> [Required work] Every record below is to be restated word for word.

[Dataset records]
—————
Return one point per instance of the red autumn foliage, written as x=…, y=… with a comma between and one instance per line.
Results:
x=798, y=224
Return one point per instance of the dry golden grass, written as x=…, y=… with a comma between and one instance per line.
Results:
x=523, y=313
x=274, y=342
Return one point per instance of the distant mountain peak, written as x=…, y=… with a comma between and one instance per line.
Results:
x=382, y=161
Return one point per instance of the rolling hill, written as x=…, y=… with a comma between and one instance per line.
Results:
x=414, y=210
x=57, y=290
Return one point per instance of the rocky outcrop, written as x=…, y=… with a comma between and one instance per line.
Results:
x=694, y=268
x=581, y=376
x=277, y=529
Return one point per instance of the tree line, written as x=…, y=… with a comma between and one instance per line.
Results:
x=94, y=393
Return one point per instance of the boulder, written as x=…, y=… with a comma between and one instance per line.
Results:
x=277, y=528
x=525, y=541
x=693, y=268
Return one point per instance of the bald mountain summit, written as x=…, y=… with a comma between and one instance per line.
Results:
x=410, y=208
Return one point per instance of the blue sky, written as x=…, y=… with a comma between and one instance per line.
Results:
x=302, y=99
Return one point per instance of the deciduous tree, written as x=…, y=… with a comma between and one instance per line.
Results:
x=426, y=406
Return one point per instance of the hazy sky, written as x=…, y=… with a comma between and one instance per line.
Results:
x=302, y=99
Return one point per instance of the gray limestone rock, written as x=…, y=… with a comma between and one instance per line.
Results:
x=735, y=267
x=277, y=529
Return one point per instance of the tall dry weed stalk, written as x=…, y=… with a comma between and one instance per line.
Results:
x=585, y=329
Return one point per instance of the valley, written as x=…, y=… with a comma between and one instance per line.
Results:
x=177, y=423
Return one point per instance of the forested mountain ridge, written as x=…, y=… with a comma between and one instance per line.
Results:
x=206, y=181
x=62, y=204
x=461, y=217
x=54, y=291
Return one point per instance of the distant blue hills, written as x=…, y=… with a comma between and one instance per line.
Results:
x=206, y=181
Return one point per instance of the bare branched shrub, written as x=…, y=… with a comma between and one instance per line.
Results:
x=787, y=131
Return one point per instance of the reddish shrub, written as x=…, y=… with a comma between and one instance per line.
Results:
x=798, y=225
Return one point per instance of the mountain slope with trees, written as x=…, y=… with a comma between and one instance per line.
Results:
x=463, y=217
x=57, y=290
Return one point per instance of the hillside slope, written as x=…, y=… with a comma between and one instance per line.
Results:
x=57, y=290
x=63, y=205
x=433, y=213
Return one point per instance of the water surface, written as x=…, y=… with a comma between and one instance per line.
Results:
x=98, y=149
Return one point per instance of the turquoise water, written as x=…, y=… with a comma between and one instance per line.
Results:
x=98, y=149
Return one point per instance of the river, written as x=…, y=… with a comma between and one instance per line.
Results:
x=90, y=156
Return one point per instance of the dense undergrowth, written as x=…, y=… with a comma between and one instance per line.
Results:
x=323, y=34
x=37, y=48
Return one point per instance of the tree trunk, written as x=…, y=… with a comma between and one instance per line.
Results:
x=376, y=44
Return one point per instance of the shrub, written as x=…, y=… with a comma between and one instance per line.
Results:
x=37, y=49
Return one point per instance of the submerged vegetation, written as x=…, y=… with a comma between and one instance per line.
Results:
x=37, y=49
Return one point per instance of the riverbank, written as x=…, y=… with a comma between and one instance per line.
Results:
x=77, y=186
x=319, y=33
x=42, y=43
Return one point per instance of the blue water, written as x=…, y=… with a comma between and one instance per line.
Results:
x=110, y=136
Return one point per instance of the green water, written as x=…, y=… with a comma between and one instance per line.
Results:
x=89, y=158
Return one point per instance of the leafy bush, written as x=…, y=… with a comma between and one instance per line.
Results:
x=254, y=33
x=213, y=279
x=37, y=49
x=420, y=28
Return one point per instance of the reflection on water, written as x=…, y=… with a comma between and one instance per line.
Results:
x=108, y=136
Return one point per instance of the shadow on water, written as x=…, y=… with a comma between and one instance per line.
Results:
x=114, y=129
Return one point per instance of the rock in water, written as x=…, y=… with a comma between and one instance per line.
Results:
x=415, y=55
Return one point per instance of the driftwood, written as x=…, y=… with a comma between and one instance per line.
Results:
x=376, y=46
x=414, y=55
—————
> [Exercise answer]
Return one point per instance of the red autumn foliage, written as x=…, y=… with a comma between and one instance per line.
Results:
x=798, y=224
Return one point per instance of the dry golden grass, written as x=…, y=… with a comma between and one instance per line.
Results:
x=523, y=313
x=274, y=342
Return one point per instance of the distant mountain peak, written as x=…, y=… with a comma between and one instance per line.
Results:
x=382, y=161
Return one point per instance of the rolling hill, written as x=…, y=… with a comma between and one instance per line.
Results:
x=414, y=210
x=57, y=290
Return one point per instance of the rocky outcrop, written as x=…, y=… with a comma between and one instance per line.
Results:
x=694, y=268
x=581, y=376
x=277, y=529
Return one point per instance of the tree line, written as x=…, y=… with a comma between and one instance per line.
Results:
x=94, y=393
Return one point per instance of the boulder, written as x=…, y=… with a comma between and one instance per line.
Results:
x=277, y=528
x=525, y=541
x=693, y=268
Return one point per instance of the bald mountain summit, written as x=…, y=… with a comma between and one instance per line.
Results:
x=410, y=208
Return one point per instance of the blue sky, written as x=…, y=… with a comma between and one instance per line.
Results:
x=302, y=99
Return one point per instance of the deciduous tree, written as x=…, y=… with a comma between and one instance per line.
Results:
x=426, y=406
Return one point per instance of the hazy sky, written as x=…, y=… with a comma between and one instance per line.
Results:
x=302, y=99
Return one point per instance of the gray limestone rock, written as x=…, y=… with a comma between and one instance per line.
Results:
x=735, y=267
x=277, y=529
Return one point per instance of the tall dry weed stalk, written as x=…, y=… with a comma between and one instance per line.
Results:
x=585, y=329
Return one point per instance of the valley, written as x=…, y=… with a comma between and one instance per line.
Results:
x=177, y=423
Return one point per instance of the forested mountain ridge, written as x=…, y=… with a comma between and one instance per line.
Results:
x=206, y=181
x=62, y=204
x=461, y=217
x=54, y=291
Return one point per instance of the distant blue hills, written as x=…, y=… with a comma between and one instance per line.
Results:
x=206, y=181
Return one point per instance of the bare branched shrub, written as x=…, y=… with a comma between and one instance per line.
Results:
x=787, y=131
Return one point per instance of the reddish shrub, written as x=…, y=… with a comma between and one instance per line.
Results:
x=798, y=225
Return one point per instance of the mountain slope with trees, written as x=…, y=… with a comma between and one instance per line.
Results:
x=463, y=217
x=57, y=290
Return one point per instance of the hillside slope, written as x=…, y=… with a comma between and one instance per line.
Results:
x=57, y=290
x=63, y=205
x=433, y=213
Return one point per instance of the water surface, written as x=…, y=… with a comma between and one instance per line.
Results:
x=98, y=149
Return one point per instance of the turquoise water, written as x=…, y=… with a comma between and one instance per line.
Results:
x=98, y=149
Return one point per instance of the river, written as x=…, y=… with a comma between and one instance per line.
Results:
x=90, y=156
Return one point per instance of the dense undergrowth, written as x=…, y=… with a comma between and one instance per line.
Results:
x=323, y=34
x=37, y=48
Return one point per instance of the tree trunk, written as x=…, y=… with a comma between and one instance per line.
Results:
x=376, y=44
Return one point per instance of the shrub, written as x=…, y=… with a comma between and one instance per line.
Results:
x=37, y=49
Return one point per instance of the submerged vegetation, written as x=…, y=… with a comma between and one instance per line.
Results:
x=37, y=49
Return one point per instance of the riverbank, written as x=…, y=… with a comma between and one instance per line.
Results:
x=77, y=186
x=319, y=33
x=42, y=43
Return one point per instance of the blue water, written as x=…, y=… with a comma between and one instance per line.
Results:
x=110, y=136
Return one point per instance of the green water, written as x=…, y=… with a comma between and one instance per line.
Results:
x=89, y=158
Return one point per instance of the leafy bush, written as x=…, y=… with a comma between and one instance per line.
Results:
x=254, y=33
x=213, y=279
x=37, y=49
x=420, y=28
Return one point per instance of the reflection on water, written as x=…, y=… with a comma between and one instance per line.
Results:
x=108, y=136
Return one point per instance of the shadow on water, written as x=…, y=… with a comma between and one instance per line.
Results:
x=114, y=129
Return one point per instance of the rock in water, written as x=…, y=… with a comma between and one instance per line.
Results:
x=415, y=55
Return one point per instance of the driftwood, written as x=…, y=… with a comma between and one instance per line.
Results:
x=376, y=46
x=414, y=55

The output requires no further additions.